▸ **Directions for this task**:
In the listing below, how many lines contain the word "each"? Answer with the number alone.

▸ **Exercise data**:
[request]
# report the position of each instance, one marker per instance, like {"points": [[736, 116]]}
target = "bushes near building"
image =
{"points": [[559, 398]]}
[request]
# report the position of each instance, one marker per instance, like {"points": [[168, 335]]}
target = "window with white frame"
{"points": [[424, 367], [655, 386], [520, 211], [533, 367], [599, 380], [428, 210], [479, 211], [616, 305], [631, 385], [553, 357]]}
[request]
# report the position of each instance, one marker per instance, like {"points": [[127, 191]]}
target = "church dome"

▸ **Task solution**:
3